However, this is not what I want. What I want is spit out all errors at once, not stop with the first Error. Currently I do something like this:
let mut codes : Vec<TokenStream> = Vec::new();
let mut errors: Vec<Error> = Vec::new();
for attr in attrs {
match map_attribute(attr) {
Ok(code) => codes.push(code),
Err(err) => errors.push(err)
}
}
let mut error_iter = errors.into_iter();
if let Some(first) = error_iter.nth(0) {
return Err(iter.fold(first, |mut e0, e1| { e0.combine(e1); e0 }));
}
This second version does what I want, but is considerably more verbose than the first version. Is there a better / more idiomatic way to acchieve this, if possible without creating my own iterator?
The standard library does not have a convenient one-liner for this as far as I know, however the excellent itertools library does:
use itertools::Itertools; // 0.9.0
fn main() {
let foo = vec![Ok(42), Err(":("), Ok(321), Err("oh noes")];
let (codes, errors): (Vec<_>, Vec<_>)

**Supplied material:**
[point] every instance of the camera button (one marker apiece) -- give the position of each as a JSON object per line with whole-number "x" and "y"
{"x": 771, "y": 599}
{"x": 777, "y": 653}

**Short exercise:** In the forum excerpt, which library does the reply say offers a convenient one-liner for collecting all the errors?

**Solution for this task:** The itertools library.